### Zielsetzung 1
Wie viele Wachstumstage im Jahr haben die Klimaoasen des Westfjordlands laut dem Textauszug über die Kirschblüte am Hardangerfjord?

Kirschblüte am Hardangerfjord

Zum Frühlingsbeginn werden an der Küste Westnorwegens die höchsten Temperaturen und am wenigsten Niederschlag gemessen. Im Mai blühen die Obstbäume entlang des Hardangerfjords vor der Kulisse der gleissenden Firnen des Folgefonna-Gletschers. Auch am nördlich gelegenen Sogne-fjord bieten die Obstplantagen im Frühjahr eine einzigar­tige Blütenpracht. Das Fjordland Norwegens ist sehr fruchtbar und hat die nördlichste Obstbepflanzung der Welt. Und das, obwohl es auf den gleichen Breitengraden wie Süd- und Mittelgrönland liegt. Dank dem Golfstrom ist das Klima mild und begünstigt im Fjordinnern den Anbau von Äpfeln und Birnen, ja selbst von kälteempfindlichen Kostbarkeiten wie Kirschen oder Erdbeeren. Die Klimaoasen des Westfjordlands haben rund 170 Wachstumstage im Jahr, in denen sogar die Kultivierung von Aprikosen und Pfirsichen möglich ist. Schon heute steigt die Nachfrage nach norwegischen Obstsorten, denn besonders in ihrem Geschmack sollen sie die Qualität ihrer mittel- und südeuropäischen Kollegen übertreffen. Zu verdanken ist dies den relativ kühlen Nächten sowie den milden und langen Tagen im Sommerhalbjahr.

Annotationen zu Objektumrissen
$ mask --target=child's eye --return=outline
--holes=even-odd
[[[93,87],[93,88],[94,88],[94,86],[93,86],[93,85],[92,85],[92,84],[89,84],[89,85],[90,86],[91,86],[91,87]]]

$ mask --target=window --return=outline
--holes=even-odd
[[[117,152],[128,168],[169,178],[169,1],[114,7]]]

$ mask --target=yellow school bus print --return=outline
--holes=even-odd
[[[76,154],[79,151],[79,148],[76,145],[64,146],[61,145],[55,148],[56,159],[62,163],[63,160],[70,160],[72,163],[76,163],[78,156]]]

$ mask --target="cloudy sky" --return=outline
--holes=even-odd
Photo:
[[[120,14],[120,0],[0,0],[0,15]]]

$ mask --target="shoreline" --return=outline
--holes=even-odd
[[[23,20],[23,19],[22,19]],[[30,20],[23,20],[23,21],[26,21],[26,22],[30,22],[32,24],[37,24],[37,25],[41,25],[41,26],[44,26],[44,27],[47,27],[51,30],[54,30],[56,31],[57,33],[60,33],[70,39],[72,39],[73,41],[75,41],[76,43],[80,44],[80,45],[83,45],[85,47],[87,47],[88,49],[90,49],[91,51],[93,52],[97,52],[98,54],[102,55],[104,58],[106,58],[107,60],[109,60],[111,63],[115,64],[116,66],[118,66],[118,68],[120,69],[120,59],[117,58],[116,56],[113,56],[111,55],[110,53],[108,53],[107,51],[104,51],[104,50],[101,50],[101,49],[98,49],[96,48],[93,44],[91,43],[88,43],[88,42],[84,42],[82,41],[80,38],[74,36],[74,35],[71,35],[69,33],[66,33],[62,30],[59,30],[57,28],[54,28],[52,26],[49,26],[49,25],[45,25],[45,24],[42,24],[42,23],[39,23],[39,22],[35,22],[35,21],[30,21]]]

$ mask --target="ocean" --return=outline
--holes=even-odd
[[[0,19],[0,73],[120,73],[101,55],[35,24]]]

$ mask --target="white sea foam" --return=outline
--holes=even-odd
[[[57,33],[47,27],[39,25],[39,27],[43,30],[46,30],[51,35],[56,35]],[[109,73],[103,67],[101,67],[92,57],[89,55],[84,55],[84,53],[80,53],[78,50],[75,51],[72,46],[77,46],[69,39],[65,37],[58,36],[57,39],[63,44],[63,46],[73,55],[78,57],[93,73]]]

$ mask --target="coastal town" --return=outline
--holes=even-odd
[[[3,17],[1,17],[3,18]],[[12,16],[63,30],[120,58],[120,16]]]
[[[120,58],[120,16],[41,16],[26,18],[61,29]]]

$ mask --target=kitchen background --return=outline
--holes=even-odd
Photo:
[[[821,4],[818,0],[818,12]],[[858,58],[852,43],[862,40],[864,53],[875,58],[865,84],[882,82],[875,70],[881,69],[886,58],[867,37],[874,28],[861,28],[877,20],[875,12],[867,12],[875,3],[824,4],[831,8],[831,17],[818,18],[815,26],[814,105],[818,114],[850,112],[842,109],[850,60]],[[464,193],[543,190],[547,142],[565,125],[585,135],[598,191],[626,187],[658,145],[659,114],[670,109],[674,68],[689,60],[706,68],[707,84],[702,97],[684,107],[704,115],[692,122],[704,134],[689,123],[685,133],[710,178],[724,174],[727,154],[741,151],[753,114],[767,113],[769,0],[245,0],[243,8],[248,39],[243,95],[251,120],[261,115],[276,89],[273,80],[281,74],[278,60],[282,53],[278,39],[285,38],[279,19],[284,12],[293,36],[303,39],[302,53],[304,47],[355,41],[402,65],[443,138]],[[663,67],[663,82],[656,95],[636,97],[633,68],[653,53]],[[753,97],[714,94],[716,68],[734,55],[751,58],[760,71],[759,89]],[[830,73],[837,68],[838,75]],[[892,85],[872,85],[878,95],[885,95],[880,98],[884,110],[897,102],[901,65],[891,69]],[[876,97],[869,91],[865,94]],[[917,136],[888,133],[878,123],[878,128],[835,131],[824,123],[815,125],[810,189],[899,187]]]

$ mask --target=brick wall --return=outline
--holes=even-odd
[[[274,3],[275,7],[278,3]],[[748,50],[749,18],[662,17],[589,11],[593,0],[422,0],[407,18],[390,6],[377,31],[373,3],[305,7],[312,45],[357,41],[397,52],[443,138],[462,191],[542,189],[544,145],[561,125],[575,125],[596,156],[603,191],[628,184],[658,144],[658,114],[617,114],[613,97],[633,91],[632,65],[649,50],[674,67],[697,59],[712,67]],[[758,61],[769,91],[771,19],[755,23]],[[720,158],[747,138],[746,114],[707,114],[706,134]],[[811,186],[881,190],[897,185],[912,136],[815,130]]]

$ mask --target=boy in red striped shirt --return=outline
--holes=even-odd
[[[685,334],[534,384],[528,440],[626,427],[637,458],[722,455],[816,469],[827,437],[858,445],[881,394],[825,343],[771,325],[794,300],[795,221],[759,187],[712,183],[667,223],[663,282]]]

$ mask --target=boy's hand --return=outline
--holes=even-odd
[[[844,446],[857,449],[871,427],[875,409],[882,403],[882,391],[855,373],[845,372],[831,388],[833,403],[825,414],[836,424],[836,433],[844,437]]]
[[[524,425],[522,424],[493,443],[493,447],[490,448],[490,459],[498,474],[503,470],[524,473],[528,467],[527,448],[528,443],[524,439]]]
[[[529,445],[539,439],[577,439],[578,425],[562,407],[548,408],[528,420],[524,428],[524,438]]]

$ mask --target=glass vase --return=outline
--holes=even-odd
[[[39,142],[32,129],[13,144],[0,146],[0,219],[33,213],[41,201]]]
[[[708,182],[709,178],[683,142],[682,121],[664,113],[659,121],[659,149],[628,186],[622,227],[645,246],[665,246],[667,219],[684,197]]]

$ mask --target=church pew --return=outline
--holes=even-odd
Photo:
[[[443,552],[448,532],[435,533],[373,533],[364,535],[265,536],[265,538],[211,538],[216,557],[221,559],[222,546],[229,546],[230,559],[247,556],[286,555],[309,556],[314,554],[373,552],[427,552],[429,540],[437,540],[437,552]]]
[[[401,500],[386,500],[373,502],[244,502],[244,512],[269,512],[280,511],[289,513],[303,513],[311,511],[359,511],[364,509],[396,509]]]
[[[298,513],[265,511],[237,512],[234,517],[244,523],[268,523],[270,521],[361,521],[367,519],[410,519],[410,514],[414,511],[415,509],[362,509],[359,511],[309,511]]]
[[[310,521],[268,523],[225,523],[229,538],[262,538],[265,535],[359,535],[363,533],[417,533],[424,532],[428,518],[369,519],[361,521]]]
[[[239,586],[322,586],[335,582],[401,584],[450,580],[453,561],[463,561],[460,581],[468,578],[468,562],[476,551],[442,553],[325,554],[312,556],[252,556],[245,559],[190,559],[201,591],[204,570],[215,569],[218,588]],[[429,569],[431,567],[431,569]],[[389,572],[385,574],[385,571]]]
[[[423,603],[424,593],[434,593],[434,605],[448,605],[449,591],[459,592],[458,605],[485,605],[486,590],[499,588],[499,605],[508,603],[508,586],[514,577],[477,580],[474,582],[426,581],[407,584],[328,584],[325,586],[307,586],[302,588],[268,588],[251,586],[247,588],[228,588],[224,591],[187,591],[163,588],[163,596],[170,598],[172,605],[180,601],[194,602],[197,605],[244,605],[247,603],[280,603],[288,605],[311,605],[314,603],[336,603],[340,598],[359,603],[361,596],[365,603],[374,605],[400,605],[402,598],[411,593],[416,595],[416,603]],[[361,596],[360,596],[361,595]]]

### Zielsetzung 2
Geben Sie den Teil der Datensätze, der mit deren Anfang beginnt und mit der Zeile endet, die „[[[0,19],[0,73],[120,73],[101,55],[35,24]]]“ enthält, erneut wieder und setzen Sie dabei überall „nonzero“ an die Stelle von „even-odd“. Alles andere bleibt unverändert.

### Ergebnis 1
Rund 170 Wachstumstage im Jahr.

### Ergebnis 2
$ mask --target=child's eye --return=outline
--holes=nonzero
[[[93,87],[93,88],[94,88],[94,86],[93,86],[93,85],[92,85],[92,84],[89,84],[89,85],[90,86],[91,86],[91,87]]]

$ mask --target=window --return=outline
--holes=nonzero
[[[117,152],[128,168],[169,178],[169,1],[114,7]]]

$ mask --target=yellow school bus print --return=outline
--holes=nonzero
[[[76,154],[79,151],[79,148],[76,145],[64,146],[61,145],[55,148],[56,159],[62,163],[63,160],[70,160],[72,163],[76,163],[78,156]]]

$ mask --target="cloudy sky" --return=outline
--holes=nonzero
Photo:
[[[120,14],[120,0],[0,0],[0,15]]]

$ mask --target="shoreline" --return=outline
--holes=nonzero
[[[23,20],[23,19],[22,19]],[[30,20],[23,20],[23,21],[26,21],[26,22],[30,22],[32,24],[37,24],[37,25],[41,25],[41,26],[44,26],[44,27],[47,27],[51,30],[54,30],[56,31],[57,33],[60,33],[70,39],[72,39],[73,41],[75,41],[76,43],[80,44],[80,45],[83,45],[85,47],[87,47],[88,49],[90,49],[91,51],[93,52],[97,52],[98,54],[102,55],[104,58],[106,58],[107,60],[109,60],[111,63],[115,64],[116,66],[118,66],[118,68],[120,69],[120,59],[117,58],[116,56],[113,56],[111,55],[110,53],[108,53],[107,51],[104,51],[104,50],[101,50],[101,49],[98,49],[96,48],[93,44],[91,43],[88,43],[88,42],[84,42],[82,41],[80,38],[74,36],[74,35],[71,35],[69,33],[66,33],[62,30],[59,30],[57,28],[54,28],[52,26],[49,26],[49,25],[45,25],[45,24],[42,24],[42,23],[39,23],[39,22],[35,22],[35,21],[30,21]]]

$ mask --target="ocean" --return=outline
--holes=nonzero
[[[0,19],[0,73],[120,73],[101,55],[35,24]]]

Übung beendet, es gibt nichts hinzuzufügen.